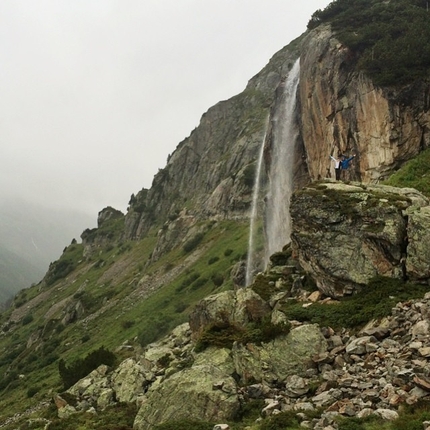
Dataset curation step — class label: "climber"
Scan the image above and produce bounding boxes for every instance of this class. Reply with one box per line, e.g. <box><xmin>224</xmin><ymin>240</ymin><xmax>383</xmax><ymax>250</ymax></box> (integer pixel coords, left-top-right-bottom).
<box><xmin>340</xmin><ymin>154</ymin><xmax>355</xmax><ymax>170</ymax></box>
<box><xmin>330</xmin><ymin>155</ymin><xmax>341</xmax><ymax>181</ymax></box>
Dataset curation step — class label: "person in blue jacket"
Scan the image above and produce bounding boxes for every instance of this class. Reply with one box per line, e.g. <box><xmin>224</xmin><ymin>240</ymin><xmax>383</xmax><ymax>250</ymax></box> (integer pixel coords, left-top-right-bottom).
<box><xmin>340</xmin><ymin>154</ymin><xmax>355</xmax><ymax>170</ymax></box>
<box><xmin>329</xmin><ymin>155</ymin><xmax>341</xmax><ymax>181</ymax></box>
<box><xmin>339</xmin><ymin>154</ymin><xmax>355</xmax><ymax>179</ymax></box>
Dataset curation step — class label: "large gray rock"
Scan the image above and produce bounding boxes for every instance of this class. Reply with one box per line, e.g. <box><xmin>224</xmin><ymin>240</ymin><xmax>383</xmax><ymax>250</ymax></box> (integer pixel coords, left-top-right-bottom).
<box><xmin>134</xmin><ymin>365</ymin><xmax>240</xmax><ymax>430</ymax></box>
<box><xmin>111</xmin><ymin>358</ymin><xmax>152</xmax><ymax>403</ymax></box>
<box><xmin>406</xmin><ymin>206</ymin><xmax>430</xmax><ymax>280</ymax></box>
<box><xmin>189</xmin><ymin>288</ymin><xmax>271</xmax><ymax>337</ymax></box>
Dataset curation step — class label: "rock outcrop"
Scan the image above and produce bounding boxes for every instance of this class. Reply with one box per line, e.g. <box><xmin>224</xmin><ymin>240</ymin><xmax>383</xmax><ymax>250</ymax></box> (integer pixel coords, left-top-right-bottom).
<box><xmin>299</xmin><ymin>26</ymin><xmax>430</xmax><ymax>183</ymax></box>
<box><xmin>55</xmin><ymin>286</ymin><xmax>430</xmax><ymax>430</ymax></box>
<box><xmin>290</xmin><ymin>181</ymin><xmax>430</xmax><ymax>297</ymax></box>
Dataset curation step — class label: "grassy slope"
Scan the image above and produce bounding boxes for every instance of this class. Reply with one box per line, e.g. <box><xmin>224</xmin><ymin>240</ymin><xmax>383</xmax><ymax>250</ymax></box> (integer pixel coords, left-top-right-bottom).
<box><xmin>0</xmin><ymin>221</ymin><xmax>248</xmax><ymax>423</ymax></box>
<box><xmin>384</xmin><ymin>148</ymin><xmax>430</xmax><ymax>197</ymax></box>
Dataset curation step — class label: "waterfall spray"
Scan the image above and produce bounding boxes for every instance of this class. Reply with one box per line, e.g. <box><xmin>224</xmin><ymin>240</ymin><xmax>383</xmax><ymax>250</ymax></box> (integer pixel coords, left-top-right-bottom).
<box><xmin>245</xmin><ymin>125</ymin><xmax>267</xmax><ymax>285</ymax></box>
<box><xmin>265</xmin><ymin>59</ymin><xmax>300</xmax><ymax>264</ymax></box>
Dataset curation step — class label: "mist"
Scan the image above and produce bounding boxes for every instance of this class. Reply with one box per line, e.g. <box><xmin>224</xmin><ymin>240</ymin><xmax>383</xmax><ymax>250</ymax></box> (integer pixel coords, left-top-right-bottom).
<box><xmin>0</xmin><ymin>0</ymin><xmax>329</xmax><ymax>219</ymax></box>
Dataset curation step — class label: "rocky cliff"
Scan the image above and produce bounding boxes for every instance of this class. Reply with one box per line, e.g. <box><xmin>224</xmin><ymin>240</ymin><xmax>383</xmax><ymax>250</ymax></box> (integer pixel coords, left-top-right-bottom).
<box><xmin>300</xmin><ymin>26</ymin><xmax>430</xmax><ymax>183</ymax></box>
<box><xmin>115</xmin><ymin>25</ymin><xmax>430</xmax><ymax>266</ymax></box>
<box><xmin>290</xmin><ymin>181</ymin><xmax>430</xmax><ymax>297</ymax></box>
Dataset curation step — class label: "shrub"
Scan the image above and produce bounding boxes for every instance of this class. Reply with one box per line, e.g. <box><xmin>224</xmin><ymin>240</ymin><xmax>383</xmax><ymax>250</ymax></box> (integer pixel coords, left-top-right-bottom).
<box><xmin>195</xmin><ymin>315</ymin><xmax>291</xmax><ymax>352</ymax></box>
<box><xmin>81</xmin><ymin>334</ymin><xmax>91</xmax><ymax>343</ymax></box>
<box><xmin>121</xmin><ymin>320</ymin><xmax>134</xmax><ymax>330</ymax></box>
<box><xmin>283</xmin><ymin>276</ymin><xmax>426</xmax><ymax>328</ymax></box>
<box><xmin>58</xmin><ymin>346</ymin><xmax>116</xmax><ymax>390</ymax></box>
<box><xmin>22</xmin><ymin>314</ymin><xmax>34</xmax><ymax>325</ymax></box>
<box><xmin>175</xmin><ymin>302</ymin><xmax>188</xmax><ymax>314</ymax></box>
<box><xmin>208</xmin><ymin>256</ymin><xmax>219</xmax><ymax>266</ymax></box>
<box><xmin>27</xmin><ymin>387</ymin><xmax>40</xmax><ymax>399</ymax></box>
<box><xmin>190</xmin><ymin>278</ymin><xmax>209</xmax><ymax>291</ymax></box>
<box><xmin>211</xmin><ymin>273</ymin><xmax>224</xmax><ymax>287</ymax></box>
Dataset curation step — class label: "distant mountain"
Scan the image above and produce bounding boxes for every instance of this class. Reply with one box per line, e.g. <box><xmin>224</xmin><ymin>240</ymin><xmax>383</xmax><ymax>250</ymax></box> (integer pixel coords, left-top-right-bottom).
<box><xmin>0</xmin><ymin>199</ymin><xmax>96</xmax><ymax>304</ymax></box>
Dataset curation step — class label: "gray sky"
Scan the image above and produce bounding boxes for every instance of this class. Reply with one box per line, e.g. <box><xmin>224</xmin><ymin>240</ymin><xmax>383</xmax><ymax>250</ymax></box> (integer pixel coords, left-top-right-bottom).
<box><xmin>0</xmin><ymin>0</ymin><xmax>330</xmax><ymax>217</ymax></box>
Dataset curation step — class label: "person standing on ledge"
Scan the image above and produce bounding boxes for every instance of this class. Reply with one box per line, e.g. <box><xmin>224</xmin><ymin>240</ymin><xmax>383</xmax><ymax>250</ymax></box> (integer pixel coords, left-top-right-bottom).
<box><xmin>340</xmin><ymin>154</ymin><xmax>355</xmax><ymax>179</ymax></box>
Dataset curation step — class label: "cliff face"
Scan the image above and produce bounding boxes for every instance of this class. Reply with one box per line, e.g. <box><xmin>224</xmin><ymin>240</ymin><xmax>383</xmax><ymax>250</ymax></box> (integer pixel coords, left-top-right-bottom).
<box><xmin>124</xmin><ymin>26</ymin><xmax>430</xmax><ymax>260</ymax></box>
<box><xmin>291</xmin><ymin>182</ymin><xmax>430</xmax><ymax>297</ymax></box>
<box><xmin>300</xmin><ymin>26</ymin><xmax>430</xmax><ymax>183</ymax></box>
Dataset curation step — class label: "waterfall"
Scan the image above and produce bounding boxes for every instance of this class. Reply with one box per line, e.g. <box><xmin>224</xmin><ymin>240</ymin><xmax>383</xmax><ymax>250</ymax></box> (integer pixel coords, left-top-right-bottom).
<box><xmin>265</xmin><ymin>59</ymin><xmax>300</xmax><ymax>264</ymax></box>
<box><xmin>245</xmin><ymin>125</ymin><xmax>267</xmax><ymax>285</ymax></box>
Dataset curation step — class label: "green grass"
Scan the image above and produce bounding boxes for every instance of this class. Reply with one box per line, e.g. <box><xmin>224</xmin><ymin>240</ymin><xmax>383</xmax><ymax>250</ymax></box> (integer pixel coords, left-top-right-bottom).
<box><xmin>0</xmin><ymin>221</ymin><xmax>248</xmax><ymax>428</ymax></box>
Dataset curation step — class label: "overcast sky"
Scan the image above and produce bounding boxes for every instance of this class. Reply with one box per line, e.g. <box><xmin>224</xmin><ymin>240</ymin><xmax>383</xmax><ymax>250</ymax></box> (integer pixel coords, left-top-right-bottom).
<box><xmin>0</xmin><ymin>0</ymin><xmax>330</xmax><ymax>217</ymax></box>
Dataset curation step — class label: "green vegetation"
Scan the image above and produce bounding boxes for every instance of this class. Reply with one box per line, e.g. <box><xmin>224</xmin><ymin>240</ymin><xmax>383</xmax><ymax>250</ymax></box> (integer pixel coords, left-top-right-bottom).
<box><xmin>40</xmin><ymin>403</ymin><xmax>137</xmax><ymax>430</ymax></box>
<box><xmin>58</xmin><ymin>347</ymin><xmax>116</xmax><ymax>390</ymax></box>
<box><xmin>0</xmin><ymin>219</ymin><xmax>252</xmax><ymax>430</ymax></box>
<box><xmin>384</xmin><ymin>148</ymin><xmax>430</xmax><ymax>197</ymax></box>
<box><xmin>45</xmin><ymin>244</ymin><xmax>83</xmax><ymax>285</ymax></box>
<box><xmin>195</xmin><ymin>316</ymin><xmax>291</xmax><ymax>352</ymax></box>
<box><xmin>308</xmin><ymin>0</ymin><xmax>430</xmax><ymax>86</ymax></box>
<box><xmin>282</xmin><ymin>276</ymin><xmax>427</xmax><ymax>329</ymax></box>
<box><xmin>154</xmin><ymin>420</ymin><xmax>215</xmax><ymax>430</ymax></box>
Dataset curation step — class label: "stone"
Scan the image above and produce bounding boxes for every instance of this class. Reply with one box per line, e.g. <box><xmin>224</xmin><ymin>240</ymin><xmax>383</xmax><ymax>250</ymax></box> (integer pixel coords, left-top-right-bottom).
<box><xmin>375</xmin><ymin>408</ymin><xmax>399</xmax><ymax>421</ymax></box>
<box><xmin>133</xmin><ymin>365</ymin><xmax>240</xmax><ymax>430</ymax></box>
==
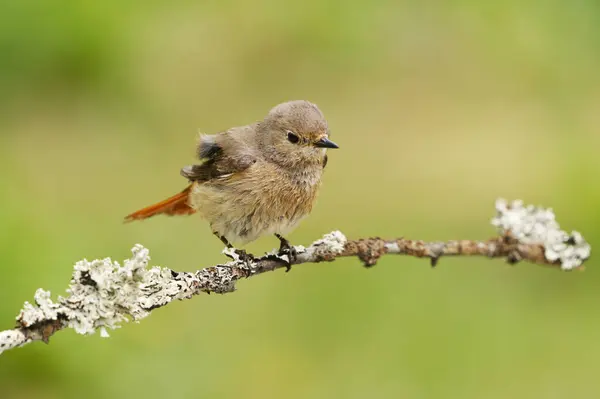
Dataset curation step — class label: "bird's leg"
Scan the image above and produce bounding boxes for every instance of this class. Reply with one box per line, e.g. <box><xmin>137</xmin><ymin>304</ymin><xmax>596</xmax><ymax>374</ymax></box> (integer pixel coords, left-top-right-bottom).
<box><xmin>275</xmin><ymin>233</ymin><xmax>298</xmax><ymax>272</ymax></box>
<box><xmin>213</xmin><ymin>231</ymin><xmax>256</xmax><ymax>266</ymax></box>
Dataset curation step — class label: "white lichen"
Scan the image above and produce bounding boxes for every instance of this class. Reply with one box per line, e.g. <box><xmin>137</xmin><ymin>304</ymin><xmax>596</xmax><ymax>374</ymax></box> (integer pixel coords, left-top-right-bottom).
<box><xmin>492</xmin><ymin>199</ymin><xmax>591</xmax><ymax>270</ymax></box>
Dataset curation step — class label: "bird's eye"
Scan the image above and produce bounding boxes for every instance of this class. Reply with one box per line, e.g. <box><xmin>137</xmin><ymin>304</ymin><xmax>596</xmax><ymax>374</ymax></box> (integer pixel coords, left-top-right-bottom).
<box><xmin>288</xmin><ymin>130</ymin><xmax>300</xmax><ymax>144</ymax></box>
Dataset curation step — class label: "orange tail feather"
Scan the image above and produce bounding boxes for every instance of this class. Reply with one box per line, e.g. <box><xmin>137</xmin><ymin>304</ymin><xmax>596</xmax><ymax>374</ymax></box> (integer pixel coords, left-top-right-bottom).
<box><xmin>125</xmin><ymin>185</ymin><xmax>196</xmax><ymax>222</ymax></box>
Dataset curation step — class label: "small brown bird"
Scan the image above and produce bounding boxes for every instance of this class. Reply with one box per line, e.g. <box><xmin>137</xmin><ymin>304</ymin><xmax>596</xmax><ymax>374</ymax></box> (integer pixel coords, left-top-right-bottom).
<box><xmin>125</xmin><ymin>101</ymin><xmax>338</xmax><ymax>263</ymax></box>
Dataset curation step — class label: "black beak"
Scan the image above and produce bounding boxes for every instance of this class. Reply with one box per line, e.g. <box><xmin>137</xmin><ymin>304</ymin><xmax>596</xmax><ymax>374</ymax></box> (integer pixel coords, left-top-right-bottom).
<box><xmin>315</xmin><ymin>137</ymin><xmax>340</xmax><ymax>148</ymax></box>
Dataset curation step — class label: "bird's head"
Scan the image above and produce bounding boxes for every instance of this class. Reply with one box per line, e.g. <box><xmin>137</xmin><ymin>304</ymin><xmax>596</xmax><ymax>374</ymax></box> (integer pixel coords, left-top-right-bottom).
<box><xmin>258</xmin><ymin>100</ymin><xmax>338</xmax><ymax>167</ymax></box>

▶ Task objective
Filter the records above and copy every line that contains the word "waterfall".

▶ Solution for this task
Dataset curation step — class label: "waterfall spray"
Dataset curation step — class label: "waterfall"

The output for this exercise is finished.